# TEXT SEGMENT
=== Begin Enclosure ===
Article Abstract

Can lobe-specific lymph node dissection be an alternative to systematic lymph node dissection in treating early-stage non-small cell lung cancer: a comprehensive systematic review and meta-analysis?

Authors: Han-Yu Deng, Chang-Long Qin, Gang Li, Guha Alai, Yidan Lin, Xiao-Ming Qiu, Qinghua Zhou

Abstract

Background: Whether lobe-specific lymph node dissection (L-SLND) could serve as an alternative to systematic lymph node dissection (SLND) in treating early-stage non-small cell lung cancer (NSCLC) remains unclear. Therefore, we conducted this comprehensive meta-analysis to compare the effect of L-SLND with that of SLND in treating early-stage NSCLC.
Methods: A systematic literature search in PubMed and Embase was conducted to identify relevant studies up to 30 November 2017. Data including 5-year overall survival (OS) and disease-free survival (DFS) rates, recurrence rates, and morbidity rate were extracted and analysed.
Results: A total of six studies [one randomized controlled trial (RCT) and five retrospective cohort studies] consisting of 2,037 patients with early-stage NSCLC were included for analysis. Meta-analysis showed that there was no significant difference of 5-year OS [81.7% and 79.5%, respectively; risk ratio (RR) =1.021; 95%confidence interval (CI), 0.977–1.068; P=0.352] and DFS (76.4% and 69.9%, respectively; RR =1.061; 95%CI, 0.999–1.128; P=0.054) between patients treated with L-SLND and those with SLND. Moreover, there was also no significant difference of total recurrence rates (24.3% and 25.8%, respectively; RR =0.892; 95%CI, 0.759–1.048; P=0.166) and loco-regional recurrence rates (7.9% and 9.3%, respectively; RR =0.851; 95%CI, 0.623–1.162; P=0.310) between patients treated with L-SLND and those with SLND. However, patients treated with L-SLND yielded a significant lower morbidity rate than those treated with SLND (10.2% and 13.5%, respectively; RR =0.681; 95% CI, =0.521–0.888; P=0.005).
Conclusions: L-SLND yielded a significantly lower risk of morbidity compared to SLND without compromising long-term oncologic outcomes based on available studies with relatively poor quality. L-SLND may serve as an alternative to SLND in treating early-stage NSCLC. Further well-conducted RCTs, however, are badly needed to confirm and update our conclusions.
=== End Enclosure ===
# EXTRACTED DATA
=== Begin Enclosure ===
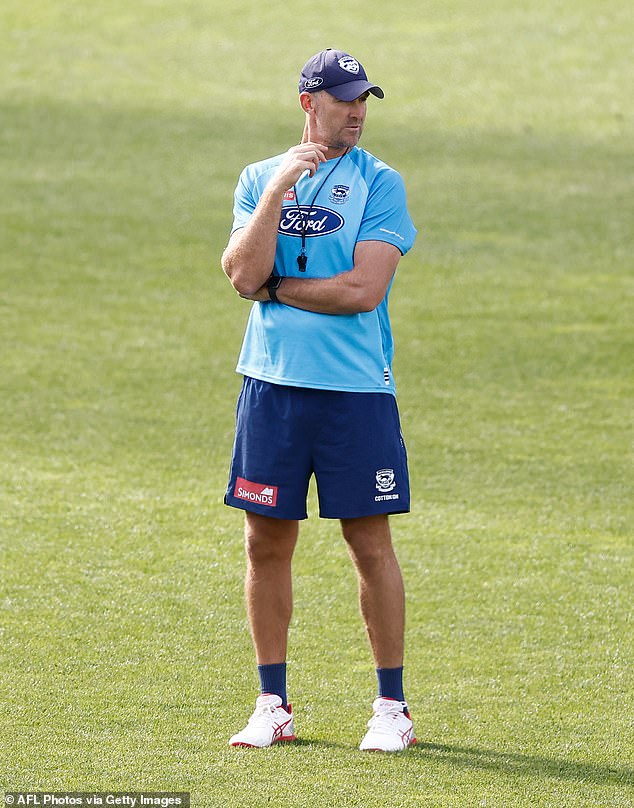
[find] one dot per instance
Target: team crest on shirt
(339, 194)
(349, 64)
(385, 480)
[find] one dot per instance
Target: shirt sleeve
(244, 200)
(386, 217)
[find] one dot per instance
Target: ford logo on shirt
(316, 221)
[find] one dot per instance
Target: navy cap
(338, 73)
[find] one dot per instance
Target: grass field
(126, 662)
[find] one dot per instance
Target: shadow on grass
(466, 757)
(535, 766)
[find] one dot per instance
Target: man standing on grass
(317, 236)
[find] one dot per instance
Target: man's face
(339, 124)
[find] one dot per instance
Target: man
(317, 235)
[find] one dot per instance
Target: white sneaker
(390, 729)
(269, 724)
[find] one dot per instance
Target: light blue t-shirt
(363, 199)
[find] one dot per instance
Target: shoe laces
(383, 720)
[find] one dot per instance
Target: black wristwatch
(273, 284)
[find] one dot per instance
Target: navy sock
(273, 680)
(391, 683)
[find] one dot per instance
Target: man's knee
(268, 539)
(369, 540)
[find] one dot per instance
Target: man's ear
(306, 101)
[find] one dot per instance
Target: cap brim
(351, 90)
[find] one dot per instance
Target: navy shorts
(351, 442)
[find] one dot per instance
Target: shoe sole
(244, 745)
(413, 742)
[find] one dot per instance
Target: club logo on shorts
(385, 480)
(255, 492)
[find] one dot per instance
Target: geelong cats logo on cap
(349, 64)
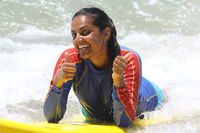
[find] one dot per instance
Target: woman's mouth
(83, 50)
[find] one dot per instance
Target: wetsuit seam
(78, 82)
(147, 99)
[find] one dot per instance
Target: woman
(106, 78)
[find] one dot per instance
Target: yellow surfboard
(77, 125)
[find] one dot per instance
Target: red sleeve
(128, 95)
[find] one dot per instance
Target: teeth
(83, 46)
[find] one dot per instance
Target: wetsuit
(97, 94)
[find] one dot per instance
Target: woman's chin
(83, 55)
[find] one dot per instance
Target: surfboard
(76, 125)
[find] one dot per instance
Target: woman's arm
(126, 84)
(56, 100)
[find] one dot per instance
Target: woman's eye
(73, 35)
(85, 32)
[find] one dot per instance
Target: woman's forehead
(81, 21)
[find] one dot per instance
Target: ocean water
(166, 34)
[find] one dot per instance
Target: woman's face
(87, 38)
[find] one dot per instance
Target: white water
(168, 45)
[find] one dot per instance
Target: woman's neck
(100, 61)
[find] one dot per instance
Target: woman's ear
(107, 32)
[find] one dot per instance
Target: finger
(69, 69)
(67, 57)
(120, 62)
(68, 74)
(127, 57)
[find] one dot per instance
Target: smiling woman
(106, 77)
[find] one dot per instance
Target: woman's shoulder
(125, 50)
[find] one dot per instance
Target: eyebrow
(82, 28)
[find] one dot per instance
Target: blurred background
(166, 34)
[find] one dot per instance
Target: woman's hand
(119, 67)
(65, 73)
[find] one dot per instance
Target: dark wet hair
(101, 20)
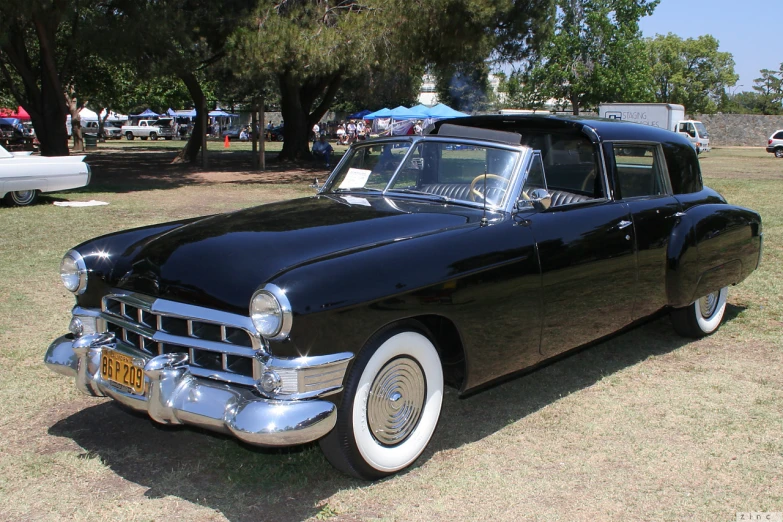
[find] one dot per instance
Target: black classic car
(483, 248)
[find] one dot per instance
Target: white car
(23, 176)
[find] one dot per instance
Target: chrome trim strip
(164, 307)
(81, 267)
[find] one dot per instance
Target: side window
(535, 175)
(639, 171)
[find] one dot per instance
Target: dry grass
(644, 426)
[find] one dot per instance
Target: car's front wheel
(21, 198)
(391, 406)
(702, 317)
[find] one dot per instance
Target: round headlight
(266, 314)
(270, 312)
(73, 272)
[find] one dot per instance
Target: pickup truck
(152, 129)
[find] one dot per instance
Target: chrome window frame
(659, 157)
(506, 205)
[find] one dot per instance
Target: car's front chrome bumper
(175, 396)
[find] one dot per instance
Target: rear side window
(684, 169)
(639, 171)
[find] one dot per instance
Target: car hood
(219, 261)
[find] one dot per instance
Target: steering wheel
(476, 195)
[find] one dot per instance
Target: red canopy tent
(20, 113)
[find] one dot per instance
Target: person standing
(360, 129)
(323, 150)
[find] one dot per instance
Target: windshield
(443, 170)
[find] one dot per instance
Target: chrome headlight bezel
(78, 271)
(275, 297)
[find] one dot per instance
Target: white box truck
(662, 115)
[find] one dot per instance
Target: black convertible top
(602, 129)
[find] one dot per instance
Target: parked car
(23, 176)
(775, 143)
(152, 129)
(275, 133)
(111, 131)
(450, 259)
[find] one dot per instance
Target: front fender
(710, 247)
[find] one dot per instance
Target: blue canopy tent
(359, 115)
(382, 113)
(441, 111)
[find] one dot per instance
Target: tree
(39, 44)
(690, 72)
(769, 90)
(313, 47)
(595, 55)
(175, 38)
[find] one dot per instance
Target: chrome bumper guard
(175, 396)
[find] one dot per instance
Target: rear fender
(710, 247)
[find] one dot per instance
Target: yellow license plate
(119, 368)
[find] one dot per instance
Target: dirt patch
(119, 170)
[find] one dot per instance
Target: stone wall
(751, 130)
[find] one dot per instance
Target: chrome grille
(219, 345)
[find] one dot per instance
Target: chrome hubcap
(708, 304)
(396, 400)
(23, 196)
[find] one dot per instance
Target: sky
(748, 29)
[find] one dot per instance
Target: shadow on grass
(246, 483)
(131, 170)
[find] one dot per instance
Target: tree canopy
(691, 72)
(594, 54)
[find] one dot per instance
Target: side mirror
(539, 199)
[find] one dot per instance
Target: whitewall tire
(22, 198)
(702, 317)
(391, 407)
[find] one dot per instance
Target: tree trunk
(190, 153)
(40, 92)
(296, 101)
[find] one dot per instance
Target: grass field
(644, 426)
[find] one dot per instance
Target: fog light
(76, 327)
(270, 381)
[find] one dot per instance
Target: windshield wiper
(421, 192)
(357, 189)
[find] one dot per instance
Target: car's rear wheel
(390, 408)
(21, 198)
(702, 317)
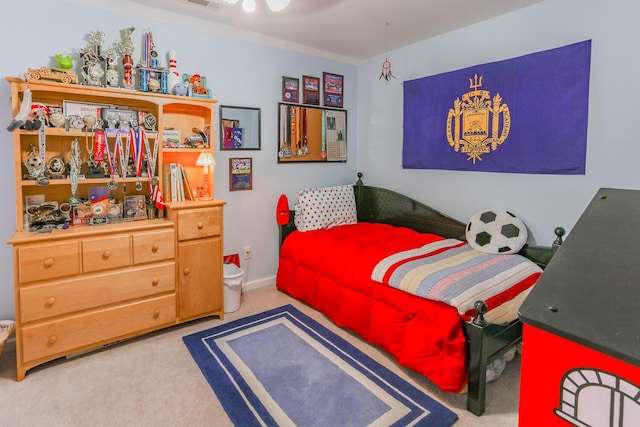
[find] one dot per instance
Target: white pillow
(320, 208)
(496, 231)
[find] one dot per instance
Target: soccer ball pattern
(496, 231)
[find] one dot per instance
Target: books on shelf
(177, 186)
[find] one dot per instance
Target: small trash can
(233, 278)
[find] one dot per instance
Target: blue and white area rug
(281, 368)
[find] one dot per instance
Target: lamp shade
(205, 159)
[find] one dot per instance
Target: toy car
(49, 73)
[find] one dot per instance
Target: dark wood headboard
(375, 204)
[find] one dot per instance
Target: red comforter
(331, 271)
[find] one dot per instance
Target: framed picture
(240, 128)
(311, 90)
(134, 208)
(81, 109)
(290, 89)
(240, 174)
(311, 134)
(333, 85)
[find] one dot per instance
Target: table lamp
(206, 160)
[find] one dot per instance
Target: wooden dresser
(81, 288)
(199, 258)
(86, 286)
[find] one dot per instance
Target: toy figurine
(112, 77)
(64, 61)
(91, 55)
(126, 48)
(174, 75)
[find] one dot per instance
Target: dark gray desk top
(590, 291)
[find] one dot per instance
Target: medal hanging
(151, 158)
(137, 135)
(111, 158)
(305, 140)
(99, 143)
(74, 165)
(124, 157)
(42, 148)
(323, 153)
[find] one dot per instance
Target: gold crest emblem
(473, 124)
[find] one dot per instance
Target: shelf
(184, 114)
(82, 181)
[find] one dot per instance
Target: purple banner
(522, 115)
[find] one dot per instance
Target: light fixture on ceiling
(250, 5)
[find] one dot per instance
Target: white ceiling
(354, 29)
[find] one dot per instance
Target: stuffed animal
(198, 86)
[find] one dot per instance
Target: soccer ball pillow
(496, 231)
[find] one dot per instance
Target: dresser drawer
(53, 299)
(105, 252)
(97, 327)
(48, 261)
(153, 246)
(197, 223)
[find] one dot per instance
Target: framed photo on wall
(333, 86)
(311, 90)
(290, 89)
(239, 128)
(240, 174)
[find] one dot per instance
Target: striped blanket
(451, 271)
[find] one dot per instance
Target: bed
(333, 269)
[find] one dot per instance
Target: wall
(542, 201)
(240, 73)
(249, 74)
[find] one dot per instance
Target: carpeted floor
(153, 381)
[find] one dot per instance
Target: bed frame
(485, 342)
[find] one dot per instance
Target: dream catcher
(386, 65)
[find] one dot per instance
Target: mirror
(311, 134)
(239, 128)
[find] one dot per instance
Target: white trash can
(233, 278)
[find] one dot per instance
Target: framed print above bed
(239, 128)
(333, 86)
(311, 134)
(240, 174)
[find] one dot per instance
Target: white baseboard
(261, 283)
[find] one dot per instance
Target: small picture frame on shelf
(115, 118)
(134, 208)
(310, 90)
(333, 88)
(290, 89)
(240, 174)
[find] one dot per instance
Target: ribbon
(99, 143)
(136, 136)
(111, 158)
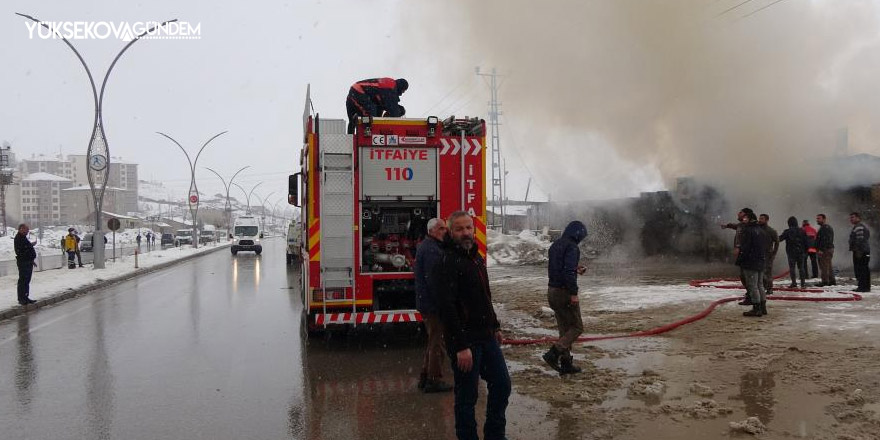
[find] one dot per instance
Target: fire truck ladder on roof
=== End Enclosure ===
# PARTS OF THE EXERCISE
a) In the lung cancer abstract, why did the authors carry out their meta-analysis? Answer in one to three sentences.
b) List every type of data that the Methods section of the lung cancer abstract says was extracted and analyzed.
c) Write out a passage from the lung cancer abstract word for word. Begin at the words "Can lobe-specific lymph" and stop after "of SLND in treating early-stage NSCLC.".

# ANSWERS TO THE EXERCISE
a) They carried it out because it was still unclear whether lobe-specific lymph node dissection (L-SLND) could serve as an alternative to systematic lymph node dissection (SLND) in treating early-stage non-small cell lung cancer. The meta-analysis compared the effects of the two procedures.

b)
- 5-year overall survival (OS) rates
- Disease-free survival (DFS) rates
- Recurrence rates
- Morbidity rate

c)
Can lobe-specific lymph node dissection be an alternative to systematic lymph node dissection in treating early-stage non-small cell lung cancer: a comprehensive systematic review and meta-analysis?

Authors: Han-Yu Deng, Chang-Long Qin, Gang Li, Guha Alai, Yidan Lin, Xiao-Ming Qiu, Qinghua Zhou

Abstract

Background: Whether lobe-specific lymph node dissection (L-SLND) could serve as an alternative to systematic lymph node dissection (SLND) in treating early-stage non-small cell lung cancer (NSCLC) remains unclear. Therefore, we conducted this comprehensive meta-analysis to compare the effect of L-SLND with that of SLND in treating early-stage NSCLC.